Items listed in a dataset
--- --- ---
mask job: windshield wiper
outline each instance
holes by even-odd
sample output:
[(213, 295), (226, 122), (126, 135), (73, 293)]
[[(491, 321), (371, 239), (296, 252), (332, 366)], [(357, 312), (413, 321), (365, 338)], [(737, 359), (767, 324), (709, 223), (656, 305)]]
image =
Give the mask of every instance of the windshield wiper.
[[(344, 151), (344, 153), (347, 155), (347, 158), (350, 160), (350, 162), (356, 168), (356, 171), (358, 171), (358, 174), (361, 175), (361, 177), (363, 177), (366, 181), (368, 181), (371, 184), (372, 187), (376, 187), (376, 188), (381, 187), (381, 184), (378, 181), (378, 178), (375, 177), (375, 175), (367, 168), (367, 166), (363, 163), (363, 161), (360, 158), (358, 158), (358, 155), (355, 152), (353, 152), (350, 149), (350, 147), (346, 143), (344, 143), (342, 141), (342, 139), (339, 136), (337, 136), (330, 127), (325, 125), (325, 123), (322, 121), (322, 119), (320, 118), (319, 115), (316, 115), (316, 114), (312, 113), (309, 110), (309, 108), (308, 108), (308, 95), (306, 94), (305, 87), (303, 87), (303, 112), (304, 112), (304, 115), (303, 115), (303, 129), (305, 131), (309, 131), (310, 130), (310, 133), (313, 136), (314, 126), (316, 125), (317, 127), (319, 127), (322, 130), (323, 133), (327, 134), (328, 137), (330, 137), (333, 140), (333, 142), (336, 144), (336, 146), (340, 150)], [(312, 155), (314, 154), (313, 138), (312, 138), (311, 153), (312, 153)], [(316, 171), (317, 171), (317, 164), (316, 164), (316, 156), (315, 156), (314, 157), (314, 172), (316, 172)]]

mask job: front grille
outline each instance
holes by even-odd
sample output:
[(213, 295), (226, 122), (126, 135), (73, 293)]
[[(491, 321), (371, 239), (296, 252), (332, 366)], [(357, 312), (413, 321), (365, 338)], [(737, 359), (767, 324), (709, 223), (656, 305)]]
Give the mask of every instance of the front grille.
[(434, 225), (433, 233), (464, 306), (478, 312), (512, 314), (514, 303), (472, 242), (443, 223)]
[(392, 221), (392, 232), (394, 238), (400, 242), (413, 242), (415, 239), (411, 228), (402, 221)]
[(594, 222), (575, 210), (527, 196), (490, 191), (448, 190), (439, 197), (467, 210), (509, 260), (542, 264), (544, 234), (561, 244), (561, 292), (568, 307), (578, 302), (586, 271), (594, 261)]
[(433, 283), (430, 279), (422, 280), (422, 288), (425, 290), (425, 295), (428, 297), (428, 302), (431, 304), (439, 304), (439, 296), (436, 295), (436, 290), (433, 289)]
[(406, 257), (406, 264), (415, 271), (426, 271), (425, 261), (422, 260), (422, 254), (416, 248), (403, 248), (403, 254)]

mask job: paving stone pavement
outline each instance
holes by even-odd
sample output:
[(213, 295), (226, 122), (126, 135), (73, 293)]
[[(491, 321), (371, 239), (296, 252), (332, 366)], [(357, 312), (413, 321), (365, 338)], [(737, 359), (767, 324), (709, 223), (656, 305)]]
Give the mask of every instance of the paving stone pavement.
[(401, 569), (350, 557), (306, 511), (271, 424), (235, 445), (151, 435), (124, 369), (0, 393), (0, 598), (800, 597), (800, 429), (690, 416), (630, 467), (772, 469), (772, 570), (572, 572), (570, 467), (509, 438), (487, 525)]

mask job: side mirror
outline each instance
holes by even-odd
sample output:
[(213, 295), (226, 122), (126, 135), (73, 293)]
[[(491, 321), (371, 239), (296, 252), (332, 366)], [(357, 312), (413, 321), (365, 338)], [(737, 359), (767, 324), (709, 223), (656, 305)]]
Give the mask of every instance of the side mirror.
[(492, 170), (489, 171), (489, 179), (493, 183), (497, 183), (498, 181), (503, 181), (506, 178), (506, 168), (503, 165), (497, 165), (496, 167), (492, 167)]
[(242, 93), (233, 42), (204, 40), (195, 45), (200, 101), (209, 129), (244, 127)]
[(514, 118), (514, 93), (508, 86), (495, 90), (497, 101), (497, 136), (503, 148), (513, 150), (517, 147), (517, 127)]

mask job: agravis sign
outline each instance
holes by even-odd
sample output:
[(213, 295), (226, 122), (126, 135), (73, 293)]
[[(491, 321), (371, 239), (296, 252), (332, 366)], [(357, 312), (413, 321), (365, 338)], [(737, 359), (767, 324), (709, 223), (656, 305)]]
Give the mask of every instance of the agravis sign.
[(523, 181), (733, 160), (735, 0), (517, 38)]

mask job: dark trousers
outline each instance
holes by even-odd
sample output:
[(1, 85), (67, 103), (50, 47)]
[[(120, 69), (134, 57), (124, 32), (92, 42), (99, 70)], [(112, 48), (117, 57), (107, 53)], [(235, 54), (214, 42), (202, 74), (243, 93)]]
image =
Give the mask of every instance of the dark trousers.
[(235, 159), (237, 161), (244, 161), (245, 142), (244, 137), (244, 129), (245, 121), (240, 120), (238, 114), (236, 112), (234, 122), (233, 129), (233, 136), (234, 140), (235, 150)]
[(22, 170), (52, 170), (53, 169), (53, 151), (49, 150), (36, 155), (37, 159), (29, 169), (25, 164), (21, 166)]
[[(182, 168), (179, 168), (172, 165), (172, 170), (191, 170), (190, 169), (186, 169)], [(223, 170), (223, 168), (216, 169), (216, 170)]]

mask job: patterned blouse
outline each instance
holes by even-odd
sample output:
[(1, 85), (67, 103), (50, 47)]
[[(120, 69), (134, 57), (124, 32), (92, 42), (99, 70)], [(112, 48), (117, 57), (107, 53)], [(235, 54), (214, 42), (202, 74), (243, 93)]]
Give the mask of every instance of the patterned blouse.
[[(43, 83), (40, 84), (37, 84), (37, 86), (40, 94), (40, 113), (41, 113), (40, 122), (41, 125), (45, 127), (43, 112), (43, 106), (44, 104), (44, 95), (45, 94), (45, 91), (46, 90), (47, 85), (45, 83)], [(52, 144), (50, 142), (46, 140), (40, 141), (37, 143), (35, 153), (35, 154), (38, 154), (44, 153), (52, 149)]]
--- --- ---
▸ Your instructions
Reproduce the final stretch of the data above: every line from the one holding "mask job: agravis sign" through the end, inclusive, exactly as written and nothing else.

▸ Task output
mask job: agravis sign
outline each instance
holes by even-odd
sample output:
[(213, 295), (226, 122), (126, 135), (73, 293)]
[[(491, 321), (371, 239), (296, 252), (332, 366)], [(357, 312), (413, 321), (365, 338)], [(737, 359), (767, 324), (709, 223), (656, 305)]]
Give the mask of every instance of the agravis sign.
[(523, 181), (733, 160), (735, 0), (517, 38)]

mask job: dark trousers
outline each instance
holes by even-odd
sample output:
[(1, 85), (67, 103), (50, 47)]
[[(120, 69), (134, 57), (124, 32), (92, 42), (99, 70)], [(112, 48), (117, 57), (107, 53)], [(235, 54), (214, 42), (202, 74), (243, 93)]]
image =
Give the mask of every instance of the dark trousers.
[(235, 159), (237, 161), (244, 161), (245, 142), (244, 137), (244, 129), (245, 121), (240, 120), (238, 114), (236, 112), (234, 122), (233, 129), (233, 136), (234, 140), (235, 150)]
[(22, 170), (52, 170), (53, 169), (53, 151), (49, 150), (36, 155), (37, 159), (29, 169), (25, 164), (21, 166)]
[[(182, 168), (179, 168), (172, 165), (172, 170), (191, 170), (190, 169), (186, 169)], [(223, 170), (223, 168), (216, 169), (216, 170)]]

mask job: patterned blouse
outline each instance
holes by even-odd
sample output:
[(1, 85), (67, 103), (50, 47)]
[[(120, 69), (134, 57), (124, 32), (92, 42), (99, 70)], [(112, 48), (117, 57), (107, 53)], [(235, 54), (214, 42), (202, 74), (243, 93)]]
Give the mask of every instance of the patterned blouse.
[[(43, 83), (40, 84), (37, 84), (37, 86), (40, 94), (40, 113), (41, 113), (40, 122), (41, 125), (45, 127), (43, 112), (43, 106), (44, 104), (44, 95), (45, 94), (45, 91), (46, 90), (47, 85), (45, 83)], [(52, 144), (50, 142), (46, 140), (40, 141), (37, 143), (35, 153), (35, 154), (38, 154), (44, 153), (52, 149)]]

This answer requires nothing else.